##### Given passage
That’s because half of American workers are toiling away offsite at least
part of the time. They’re working from home, from a hotel room or at a
customer site. Where they are varies. Where you won’t find them is behind
their desk down the hall.
For workers, that means more freedom, less traffic and a better shot at
actually achieving that allusive work/life balance.
For the IT department, however, it means more planning, extending the
network and increasing security.
Virtual workers mean real headaches for IT. And brace yourselves, because
over the next several years, millions more will forego a desk for a corner
of the kitchen table and the power lunch for picking their kids up after
school.
According to the International Teleworkers Association Council (ITAC), there
are 28 million teleworkers in the United States. And take note that a
teleworker is not exactly a telecommuter. Teleworker is a broader term,
including people who work outside the traditional workplace a few days out
of the week, whereas a telecommuter is seen as someone who works remotely
fulltime.
Regardless of the specifics of the newly coined definitions, working offsite
is on the rise – in a big way. The ITAC predicts that the number of
teleworkers in the U.S. will increase by 6 million a year for the next three
years.
The workforce has officially gone remote.
Telecommuting or teleworking is no longer an exotic or controversial
concept. Today, the fuzzy slipper crowd rules — you know, the folks with
more pairs of pajamas than business suits and where a coffee break means
brewing a pot and sipping it on the deck instead of dropping coins into a
machine in the lunch room.
“As our online tools have gotten better, it’s often more productive not to
be in the office,” says Pam Stanford, director of Dynamic Workplaces
Solutions at IBM, which has seen 80,000, or a quarter of its workforce, go
remote. “I get more work done when I’m telecommuting. If I have a 2 o’clock
meeting, I work until 1:59 and then call in to the meeting. At a physical
location, you get up, get a coffee, grab your Think Pad and fight over the
plug-ins in the meeting room. There’s a lot of air time you can compress
right out of your day.”
And IBM isn’t just getting more work out of Stanford, whose entire team is
made up of telecommuters. The high-tech giant is saving a lot of money on
all its teleworkers. IBM reports that workers going remote saves the company
more than $1 billion over a 10-year span.
“It’s much more cost effective,” says Mike Bell, vice president and
research director of the Workforce/Workplace Research Group at the industry
analyst firm, Gartner Group. “If they can give up their assigned
workstations, that saves real estate money… If you can promote desk
sharing back at the ranch, in combination with remote working, you can cut
your costs per person anywhere from a half to a third.”
Bell and his colleagues predict that by 2006, the fundamental work unit will
be a virtual team. And that makes financial sense when you figure that the
average cost of an in-office seat is $24,000, according to Bell. Compare
that to the $6,000 to $8,000 price tag for a remote worker. The cost
difference is largely due to the enormous price of corporate real estate.
“The trend for companies is to shrink their real estate footprint and
designate offices as shared space,” says Bell. “Have folks work in a
network of places – from their homes, the road, a hotel and a shared desk in
the office.”
##########
##### Entries provided
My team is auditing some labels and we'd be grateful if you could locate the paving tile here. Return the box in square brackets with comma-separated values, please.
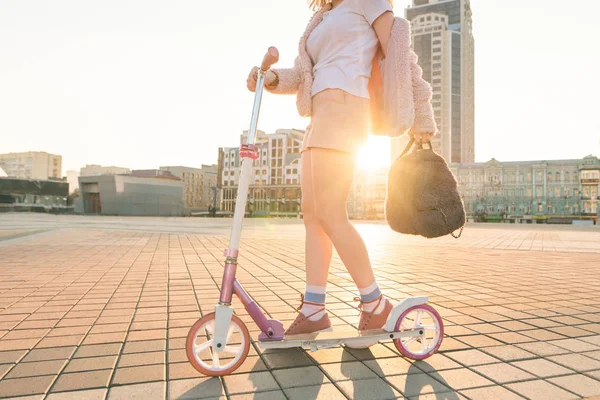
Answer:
[263, 349, 313, 368]
[412, 353, 461, 372]
[74, 343, 122, 358]
[0, 364, 14, 379]
[35, 335, 83, 349]
[548, 354, 600, 372]
[512, 358, 573, 378]
[506, 380, 575, 400]
[52, 369, 112, 393]
[107, 382, 167, 400]
[273, 367, 328, 389]
[169, 378, 224, 400]
[306, 347, 356, 364]
[482, 345, 537, 362]
[432, 368, 493, 390]
[82, 332, 125, 345]
[63, 355, 117, 372]
[0, 375, 56, 398]
[224, 372, 279, 394]
[21, 346, 76, 362]
[113, 365, 165, 385]
[548, 374, 600, 397]
[446, 349, 498, 366]
[0, 350, 27, 364]
[286, 383, 346, 400]
[169, 362, 202, 380]
[386, 373, 451, 397]
[458, 335, 504, 347]
[0, 339, 39, 351]
[123, 340, 165, 354]
[338, 378, 402, 400]
[46, 389, 108, 400]
[515, 342, 569, 357]
[6, 360, 67, 379]
[460, 386, 524, 400]
[473, 363, 535, 384]
[119, 351, 163, 367]
[347, 344, 399, 360]
[322, 361, 377, 381]
[549, 339, 600, 353]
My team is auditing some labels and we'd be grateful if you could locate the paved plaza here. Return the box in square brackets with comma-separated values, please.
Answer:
[0, 214, 600, 400]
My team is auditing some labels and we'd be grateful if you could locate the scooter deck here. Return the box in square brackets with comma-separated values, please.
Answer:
[284, 329, 388, 341]
[258, 329, 422, 351]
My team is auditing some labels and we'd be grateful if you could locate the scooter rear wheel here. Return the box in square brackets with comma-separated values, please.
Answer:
[394, 304, 444, 360]
[185, 313, 250, 376]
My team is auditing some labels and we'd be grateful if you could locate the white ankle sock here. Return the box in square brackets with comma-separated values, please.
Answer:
[363, 298, 387, 315]
[301, 285, 327, 321]
[300, 303, 325, 321]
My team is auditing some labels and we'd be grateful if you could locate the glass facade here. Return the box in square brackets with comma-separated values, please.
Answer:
[406, 0, 461, 30]
[451, 32, 462, 162]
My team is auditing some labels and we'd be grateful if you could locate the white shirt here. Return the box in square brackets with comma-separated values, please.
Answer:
[306, 0, 392, 99]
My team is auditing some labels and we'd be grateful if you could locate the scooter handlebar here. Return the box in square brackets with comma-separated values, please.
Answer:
[260, 46, 279, 71]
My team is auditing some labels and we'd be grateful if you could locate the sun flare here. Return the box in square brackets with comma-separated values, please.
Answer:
[356, 135, 390, 170]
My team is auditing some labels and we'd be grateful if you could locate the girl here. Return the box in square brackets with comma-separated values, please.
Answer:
[247, 0, 436, 336]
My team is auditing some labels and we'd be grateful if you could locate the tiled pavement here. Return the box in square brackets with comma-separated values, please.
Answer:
[0, 219, 600, 400]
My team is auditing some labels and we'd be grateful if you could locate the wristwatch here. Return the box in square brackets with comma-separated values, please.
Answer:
[268, 69, 279, 89]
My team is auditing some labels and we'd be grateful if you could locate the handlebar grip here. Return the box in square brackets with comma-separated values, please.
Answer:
[260, 46, 279, 71]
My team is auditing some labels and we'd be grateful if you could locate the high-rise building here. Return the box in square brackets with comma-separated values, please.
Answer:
[160, 165, 218, 210]
[67, 170, 79, 194]
[392, 0, 475, 163]
[0, 151, 62, 180]
[79, 164, 131, 176]
[219, 129, 304, 216]
[450, 155, 600, 223]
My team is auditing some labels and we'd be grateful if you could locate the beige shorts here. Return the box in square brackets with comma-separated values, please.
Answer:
[300, 89, 370, 154]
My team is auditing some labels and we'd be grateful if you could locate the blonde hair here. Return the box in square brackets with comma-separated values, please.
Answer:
[307, 0, 394, 10]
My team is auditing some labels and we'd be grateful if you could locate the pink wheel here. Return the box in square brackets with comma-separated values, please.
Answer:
[185, 313, 250, 376]
[394, 304, 444, 360]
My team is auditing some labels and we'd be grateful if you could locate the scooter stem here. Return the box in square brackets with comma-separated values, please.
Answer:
[229, 47, 279, 250]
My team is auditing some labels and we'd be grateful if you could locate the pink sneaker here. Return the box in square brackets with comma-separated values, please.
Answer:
[354, 295, 394, 331]
[285, 295, 331, 336]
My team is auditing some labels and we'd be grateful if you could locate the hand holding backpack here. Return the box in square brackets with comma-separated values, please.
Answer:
[385, 138, 466, 239]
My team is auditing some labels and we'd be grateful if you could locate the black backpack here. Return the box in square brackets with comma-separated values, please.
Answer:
[385, 139, 466, 239]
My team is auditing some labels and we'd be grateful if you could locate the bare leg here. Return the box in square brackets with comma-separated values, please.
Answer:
[300, 149, 333, 287]
[310, 148, 375, 289]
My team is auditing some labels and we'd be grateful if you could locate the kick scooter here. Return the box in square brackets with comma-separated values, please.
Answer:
[186, 47, 444, 376]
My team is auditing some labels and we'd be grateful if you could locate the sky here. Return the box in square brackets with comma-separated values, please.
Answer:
[0, 0, 600, 174]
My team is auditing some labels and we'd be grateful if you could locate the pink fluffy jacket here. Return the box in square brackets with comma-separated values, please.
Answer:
[267, 9, 437, 136]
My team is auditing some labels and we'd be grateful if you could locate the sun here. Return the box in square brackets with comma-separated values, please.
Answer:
[356, 135, 390, 170]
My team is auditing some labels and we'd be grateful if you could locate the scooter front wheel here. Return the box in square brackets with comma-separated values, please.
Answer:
[394, 304, 444, 360]
[185, 313, 250, 376]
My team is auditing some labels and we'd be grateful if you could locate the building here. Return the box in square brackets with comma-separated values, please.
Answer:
[450, 156, 600, 223]
[0, 177, 69, 213]
[75, 173, 183, 216]
[218, 129, 304, 217]
[131, 169, 181, 181]
[347, 167, 389, 219]
[79, 164, 131, 176]
[0, 151, 62, 180]
[160, 164, 219, 211]
[391, 0, 475, 163]
[67, 170, 79, 194]
[217, 129, 388, 219]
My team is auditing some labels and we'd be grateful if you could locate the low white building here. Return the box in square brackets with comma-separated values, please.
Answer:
[0, 151, 62, 180]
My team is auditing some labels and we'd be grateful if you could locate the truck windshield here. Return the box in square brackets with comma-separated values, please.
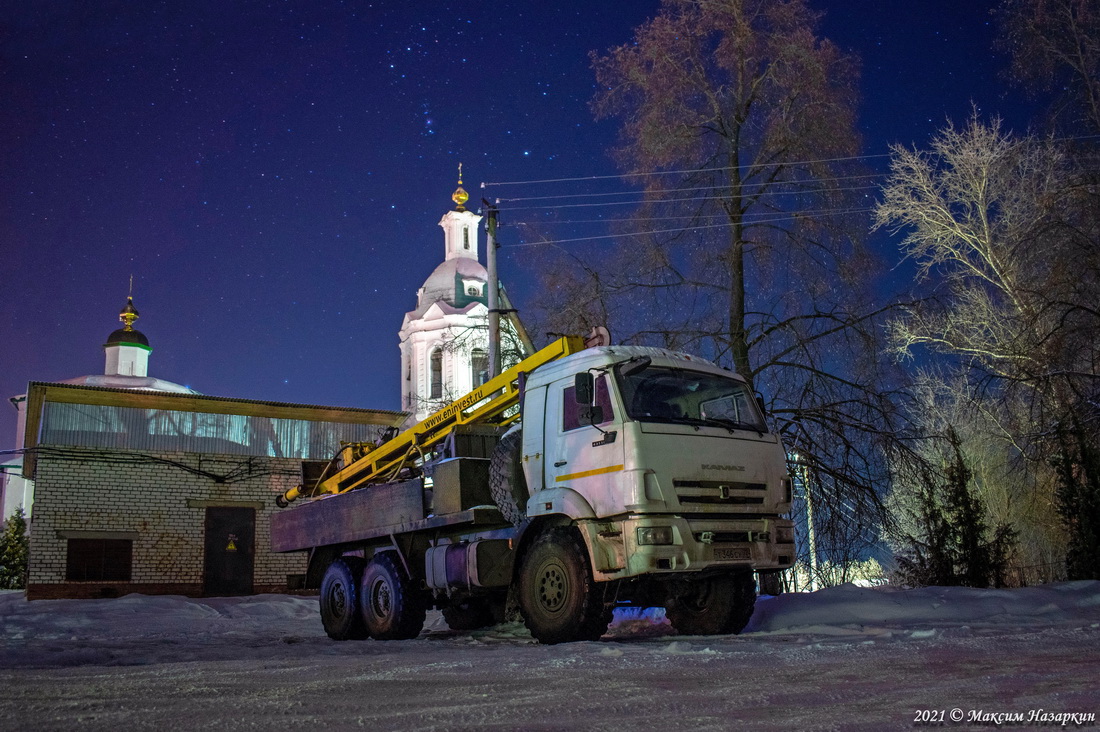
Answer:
[618, 367, 768, 433]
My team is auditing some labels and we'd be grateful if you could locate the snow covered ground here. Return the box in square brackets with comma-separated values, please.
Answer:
[0, 581, 1100, 732]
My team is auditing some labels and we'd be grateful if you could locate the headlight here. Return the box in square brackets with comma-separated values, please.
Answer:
[637, 526, 673, 546]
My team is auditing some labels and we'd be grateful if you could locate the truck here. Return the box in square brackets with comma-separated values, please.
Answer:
[271, 336, 794, 644]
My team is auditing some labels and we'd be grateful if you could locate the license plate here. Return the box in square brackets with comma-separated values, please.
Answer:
[714, 547, 751, 560]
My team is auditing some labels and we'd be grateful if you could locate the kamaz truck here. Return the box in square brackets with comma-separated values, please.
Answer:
[272, 337, 794, 643]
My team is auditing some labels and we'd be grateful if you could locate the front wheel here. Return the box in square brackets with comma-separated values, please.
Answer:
[359, 551, 428, 641]
[519, 528, 612, 644]
[321, 557, 367, 641]
[666, 571, 756, 635]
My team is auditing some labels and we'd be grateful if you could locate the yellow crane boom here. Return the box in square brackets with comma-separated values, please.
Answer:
[276, 336, 585, 506]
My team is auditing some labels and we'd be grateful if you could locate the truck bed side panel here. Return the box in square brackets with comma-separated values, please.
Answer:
[272, 480, 425, 551]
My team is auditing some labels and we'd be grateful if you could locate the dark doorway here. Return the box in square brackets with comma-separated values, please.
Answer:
[202, 507, 256, 597]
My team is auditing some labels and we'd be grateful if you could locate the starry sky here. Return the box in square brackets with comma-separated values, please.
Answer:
[0, 0, 1030, 446]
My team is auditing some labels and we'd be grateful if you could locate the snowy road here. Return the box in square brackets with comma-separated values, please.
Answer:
[0, 582, 1100, 730]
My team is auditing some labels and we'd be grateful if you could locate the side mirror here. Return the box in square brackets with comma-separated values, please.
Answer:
[578, 404, 604, 425]
[573, 371, 595, 405]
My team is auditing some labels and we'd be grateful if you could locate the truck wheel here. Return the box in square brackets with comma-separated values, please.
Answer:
[443, 598, 497, 631]
[666, 571, 756, 635]
[758, 572, 783, 597]
[359, 551, 428, 641]
[488, 427, 529, 526]
[321, 557, 367, 641]
[519, 528, 612, 644]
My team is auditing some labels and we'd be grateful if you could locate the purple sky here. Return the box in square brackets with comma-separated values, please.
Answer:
[0, 0, 1027, 446]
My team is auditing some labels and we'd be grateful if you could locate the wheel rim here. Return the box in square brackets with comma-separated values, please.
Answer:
[538, 564, 569, 613]
[371, 579, 394, 618]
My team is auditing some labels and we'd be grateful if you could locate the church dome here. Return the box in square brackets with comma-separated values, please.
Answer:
[103, 328, 149, 348]
[413, 258, 488, 317]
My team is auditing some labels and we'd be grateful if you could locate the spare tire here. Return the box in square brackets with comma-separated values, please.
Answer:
[488, 426, 530, 526]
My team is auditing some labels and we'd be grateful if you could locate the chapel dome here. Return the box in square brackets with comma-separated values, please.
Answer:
[414, 258, 488, 317]
[103, 328, 149, 348]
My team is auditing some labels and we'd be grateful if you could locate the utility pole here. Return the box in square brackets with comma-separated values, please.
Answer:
[802, 466, 817, 592]
[482, 198, 501, 379]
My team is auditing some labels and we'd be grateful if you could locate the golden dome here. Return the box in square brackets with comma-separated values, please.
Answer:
##########
Stated exercise 1: Reproduce the stretch of the teleworking article from "That’s because half" through "down the hall.".
Stated exercise 2: Extend the article on remote work past its last sentence.
The listing is separate material and is not part of the article on remote work.

Response 1:
That’s because half of American workers are toiling away offsite at least
part of the time. They’re working from home, from a hotel room or at a
customer site. Where they are varies. Where you won’t find them is behind
their desk down the hall.

Response 2:
And companies are reaping the savings.
Sun Microsystems Inc. reports an annual savings of $75 million. AT&T does
even better, reporting yearly savings of $200 million. Proctor & Gamble
pockets $100 million thanks to its remote workers.
While the teleworking phenomenon may be benefiting the corporate bottom
line, it isn’t so easy on the IT department, which has to enable these
millions of workers to be just as efficient and just as connected as if they
were working right down the hall.
Tim Kane, president of the ITAC and CEO of Kinetic Workplace, a company that
helps customers implement offsite work programs, says getting the right
technology in place is the biggest obstacle to successfully moving workers
offsite.
“One of the main inhibitors to telework has been speed and with broadband
that comes off the table,” says Kane, who says executives see teleworking
as a tool to compete for and retain talent. “If I was an IT director, I’d
look at these drivers and sit down and take a hard look at having a network
that goes beyond the walls of the organization itself.”
And Kane says that means plotting out extra security, erecting more VPNs,
and making company information, like vacation time and work policies,
available online. It also means making sure that every teleworker has three
or four means of communication – email, instant messaging, telephone lines,
online meeting software and collaboration software.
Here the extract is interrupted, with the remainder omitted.